#### Excerpted text

StarRocks / starrocks

The world's fastest open query engine for sub-second analytics both on and off the data lakehouse. With the flexibility to support nearly any scenario, StarRocks provides best-in-class performance for multi-dimensional analytics, real-time analytics, and ad-hoc queries. A Linux Foundation project.
https://starrocks.io
Apache License 2.0
9.27k stars 1.84k forks source link

ConcurrentModificationException when query during drop partition #53312

Open monkeyboy123 opened 5 days ago

monkeyboy123 commented 5 days ago

Steps to reproduce the behavior (Required)


1. CREATE TABLE `test_reproduce` (
  `aa` varchar(64) NOT NULL COMMENT "", 
  `create_date` datetime NOT NULL COMMENT "创建时间", 
  `update_date` datetime NOT NULL COMMENT "更新时间"
) ENGINE = OLAP PRIMARY KEY(
  `aa`, `create_date`, 
) 
 PARTITION BY date_trunc('month', create_date) DISTRIBUTED BY HASH(`aa`) 
PROPERTIES (
    "replication_num" = "3", 
    "in_memory" = "false", 
    "enable_persistent_index" = "true", 
    "replicated_storage" = "true", "partition_live_number" = "1", 
    "compression" = "LZ4"
  );
2. insert some data into test_reproduce
3. select * from test_reproduce

Expected behavior (Required)

some data.

Real behavior (Required)

########
#### Available data

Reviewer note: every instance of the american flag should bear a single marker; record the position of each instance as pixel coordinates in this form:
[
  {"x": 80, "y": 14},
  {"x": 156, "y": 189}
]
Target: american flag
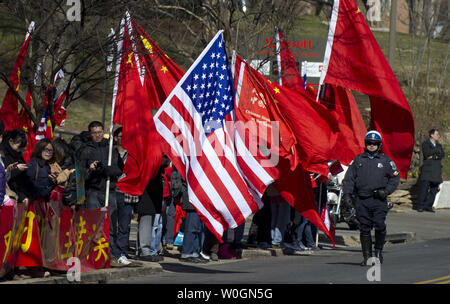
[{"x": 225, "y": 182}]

########
#### Available data

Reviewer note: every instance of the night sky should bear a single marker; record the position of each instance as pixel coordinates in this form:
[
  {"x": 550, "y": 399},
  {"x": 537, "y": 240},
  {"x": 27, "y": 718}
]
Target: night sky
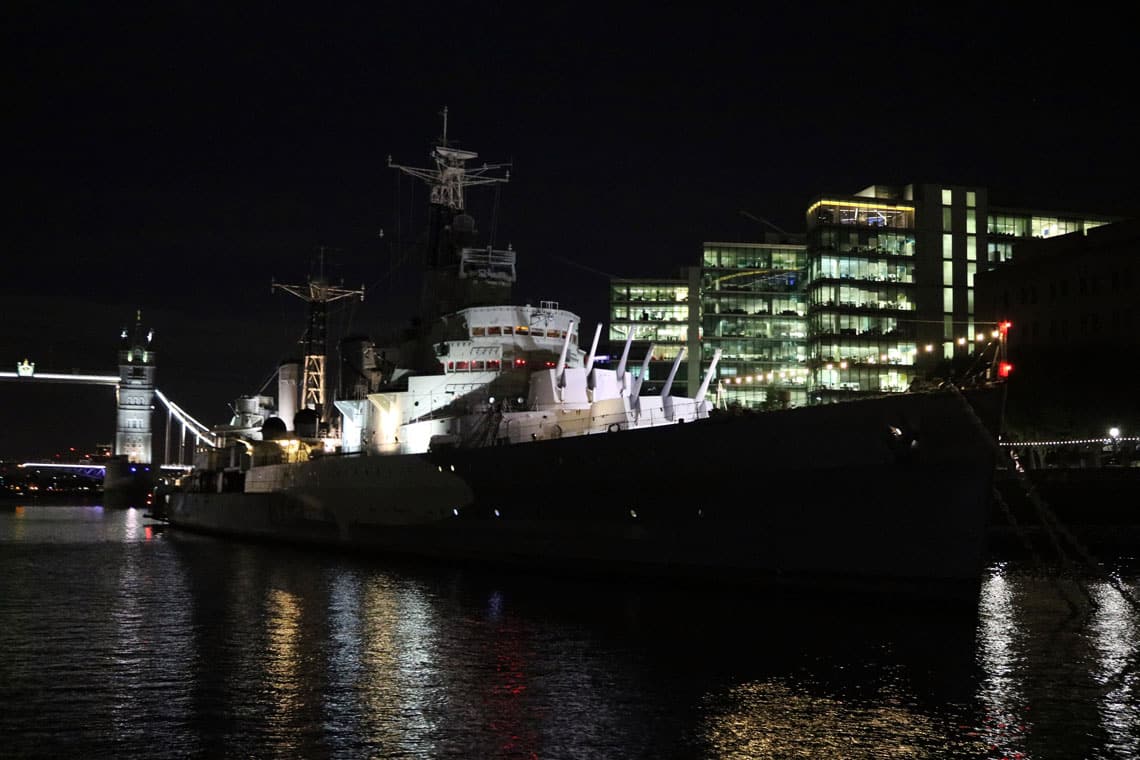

########

**Exercise 1:**
Pull out the part of the StarRocks issue that runs from "https://starrocks.io" down to "the behavior (Required)", word for word.
**Exercise 2:**
In the listing, rewrite everything from the line containing "Reviewer note: every instance of the night" down to the line containing "Target: night sky", swapping "night sky" for "starry sky" and leaving all else as it is. Give only those lines.
The StarRocks issue and the listing have nothing to do with each other.

**Complete answer 1:**
https://starrocks.io
Apache License 2.0
9.27k stars 1.84k forks source link

ConcurrentModificationException when query during drop partition #53312

Open monkeyboy123 opened 5 days ago

monkeyboy123 commented 5 days ago

Steps to reproduce the behavior (Required)

**Complete answer 2:**
Reviewer note: every instance of the starry sky should bear a single marker; record the position of each instance as pixel coordinates in this form:
[
  {"x": 550, "y": 399},
  {"x": 537, "y": 240},
  {"x": 27, "y": 718}
]
Target: starry sky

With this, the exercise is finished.